##### EXTRACTED ENTRIES #####
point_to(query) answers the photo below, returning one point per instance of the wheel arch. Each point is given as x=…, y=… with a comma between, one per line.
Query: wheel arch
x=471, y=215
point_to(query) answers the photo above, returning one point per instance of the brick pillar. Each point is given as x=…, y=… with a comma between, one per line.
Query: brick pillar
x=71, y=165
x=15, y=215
#####
##### EXTRACTED ENTRIES #####
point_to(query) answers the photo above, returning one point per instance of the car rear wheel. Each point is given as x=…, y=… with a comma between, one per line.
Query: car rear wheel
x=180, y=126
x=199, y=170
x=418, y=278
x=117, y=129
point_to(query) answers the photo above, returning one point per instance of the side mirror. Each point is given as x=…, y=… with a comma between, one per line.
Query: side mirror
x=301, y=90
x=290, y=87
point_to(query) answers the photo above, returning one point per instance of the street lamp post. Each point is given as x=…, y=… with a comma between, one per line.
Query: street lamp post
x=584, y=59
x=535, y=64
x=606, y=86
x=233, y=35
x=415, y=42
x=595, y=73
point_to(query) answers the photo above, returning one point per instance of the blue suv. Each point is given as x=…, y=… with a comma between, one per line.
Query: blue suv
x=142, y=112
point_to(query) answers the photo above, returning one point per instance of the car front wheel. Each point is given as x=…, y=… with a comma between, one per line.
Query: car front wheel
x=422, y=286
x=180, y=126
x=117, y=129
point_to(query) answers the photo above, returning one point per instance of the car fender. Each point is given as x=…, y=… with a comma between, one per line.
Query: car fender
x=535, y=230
#####
WORK REQUIRED
Which lines in the entries above contain the word "wheel"? Copy out each of them in full.

SOLVED PROBLEM
point_to(query) answers the photo below, returning one point per instance of the wheel arch. Each point is given as x=…, y=… with a comma between, one per line.
Query: wheel arch
point_to(query) answers the photo above, returning one point per instance of the car rear wheel. Each point is given as x=…, y=… with a comma between, one per line.
Query: car rear wheel
point_to(query) answers the photo above, returning one point per instance of the car front wheel. Each point is given as x=…, y=… with a comma between, one per line.
Query: car front wheel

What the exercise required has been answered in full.